[Stored data entries]

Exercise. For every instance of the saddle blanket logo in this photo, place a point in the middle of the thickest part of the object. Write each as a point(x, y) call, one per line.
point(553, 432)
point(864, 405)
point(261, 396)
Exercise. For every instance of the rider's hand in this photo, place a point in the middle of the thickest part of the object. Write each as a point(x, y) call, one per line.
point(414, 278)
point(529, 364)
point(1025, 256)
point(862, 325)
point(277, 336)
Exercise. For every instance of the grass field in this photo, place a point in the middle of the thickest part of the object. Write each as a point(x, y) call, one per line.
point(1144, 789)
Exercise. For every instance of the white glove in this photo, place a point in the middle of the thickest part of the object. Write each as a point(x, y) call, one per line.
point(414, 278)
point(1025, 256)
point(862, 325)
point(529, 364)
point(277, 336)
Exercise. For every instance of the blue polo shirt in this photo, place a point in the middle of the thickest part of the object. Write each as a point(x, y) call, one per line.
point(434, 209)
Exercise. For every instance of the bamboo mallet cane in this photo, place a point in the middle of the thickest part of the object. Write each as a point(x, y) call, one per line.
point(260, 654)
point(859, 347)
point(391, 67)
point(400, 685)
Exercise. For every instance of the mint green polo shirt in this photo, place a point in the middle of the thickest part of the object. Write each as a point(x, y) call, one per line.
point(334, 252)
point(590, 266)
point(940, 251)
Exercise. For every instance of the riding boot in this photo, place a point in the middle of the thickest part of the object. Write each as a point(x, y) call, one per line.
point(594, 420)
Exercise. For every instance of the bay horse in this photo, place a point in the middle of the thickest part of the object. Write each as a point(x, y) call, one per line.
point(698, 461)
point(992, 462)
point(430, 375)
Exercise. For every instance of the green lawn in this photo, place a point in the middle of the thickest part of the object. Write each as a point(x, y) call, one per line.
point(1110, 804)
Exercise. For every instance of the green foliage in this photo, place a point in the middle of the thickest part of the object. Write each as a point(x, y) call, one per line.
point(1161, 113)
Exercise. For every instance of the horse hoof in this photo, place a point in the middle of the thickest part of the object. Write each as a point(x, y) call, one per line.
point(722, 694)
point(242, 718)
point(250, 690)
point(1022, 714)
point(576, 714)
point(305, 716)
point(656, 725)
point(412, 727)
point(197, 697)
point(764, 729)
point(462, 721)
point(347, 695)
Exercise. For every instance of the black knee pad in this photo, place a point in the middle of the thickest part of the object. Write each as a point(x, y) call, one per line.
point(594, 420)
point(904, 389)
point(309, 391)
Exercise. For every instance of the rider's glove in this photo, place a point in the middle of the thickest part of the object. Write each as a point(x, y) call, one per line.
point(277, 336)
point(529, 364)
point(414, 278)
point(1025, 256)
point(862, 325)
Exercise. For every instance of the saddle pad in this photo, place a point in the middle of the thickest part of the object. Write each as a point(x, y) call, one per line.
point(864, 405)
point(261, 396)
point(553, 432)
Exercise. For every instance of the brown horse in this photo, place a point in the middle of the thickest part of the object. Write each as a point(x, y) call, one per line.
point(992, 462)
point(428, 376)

◆ **Aim of the task**
Reproduce each record exactly, leaving nothing out.

◆ **Problem solution**
Exercise. For every instance of the saddle blanket logo in this photo, place a point in the middle of the thickest part of the object. Write each as a point(x, y) call, one per line.
point(553, 432)
point(864, 405)
point(261, 396)
Exercise. For every instance of the rider's hand in this photo, place a point in the middle of the thickest part of the object. Write each as a point(x, y) call, one per line.
point(414, 278)
point(529, 364)
point(1025, 256)
point(862, 325)
point(277, 336)
Exercise. For every instance of the grass field in this photo, place a point in the middle of the thickest part of the object. Write each as a point(x, y) call, one per line.
point(1144, 789)
Exercise. For every instance of the white glove in this photo, place a point in the middle of the thickest part of the object. Write each as a point(x, y) call, one per line.
point(414, 278)
point(1025, 256)
point(862, 325)
point(529, 364)
point(277, 336)
Exercise. For every instance of the blue polo shirt in this photo, place a point in the middle of the thickest part of the object. Write each as a point(x, y) call, one per line.
point(434, 209)
Exercise. For every instance of the bamboo mallet cane in this photo, place a point in the middle of the thickest part of the object. Write each as a point(x, y) call, one per line.
point(260, 654)
point(859, 347)
point(391, 67)
point(400, 685)
Exercise. For every instance of the mint green polo shirt in this photo, place a point in the middle of the thickest part of the object. Write each as a point(x, y) call, one per line.
point(334, 252)
point(590, 266)
point(940, 251)
Exercise. For every instance of the riding boot in this photo, place a point in the middle of the thickest part of the object. Write each as a point(x, y) call, one per line.
point(594, 420)
Exercise. For every instance of the bay horse in this photo, place a point in the middle of the thickest part of the object. Write each as a point(x, y) call, one per line.
point(698, 461)
point(992, 462)
point(430, 375)
Exercise. For every instance of the green lawn in this photo, place a point in the middle of the thickest part of the object. Write each as a point(x, y) call, one per line.
point(1110, 804)
Exercise. For every instance of the green foliage in this photo, place a point in the middle of the thickest part of the object. Write each as a point(x, y) call, one per line.
point(1161, 113)
Exercise. For every instance of the horse hoof in this photo, place a point in the middle of the thickest part of the object. Write each as a point(x, y) call, one per line.
point(722, 694)
point(242, 718)
point(250, 690)
point(1022, 714)
point(576, 714)
point(305, 716)
point(656, 725)
point(412, 727)
point(197, 697)
point(764, 729)
point(462, 721)
point(347, 695)
Exercise. For every instance of the black knee pad in this photo, place a point in the middle of the thickest part of the object. Write each as a point(x, y) call, one per line.
point(594, 420)
point(904, 389)
point(309, 391)
Exercise. For every instance of the rider's glove in this photo, place a point in the middle of the thickest part of the object. Write each as a point(x, y) call, one per line.
point(277, 336)
point(529, 364)
point(414, 278)
point(1025, 256)
point(862, 325)
Exercise. For every instance of the saddle pad in this photo, place a point in the middle of the thickest part of the object. Write each as a point(x, y) call, one per line.
point(864, 405)
point(261, 396)
point(553, 432)
Exercise. For every instance of the brown horse in this photo, place a point in the middle of the thickest part of the object. Write each as a point(x, y) call, one per line.
point(992, 462)
point(428, 376)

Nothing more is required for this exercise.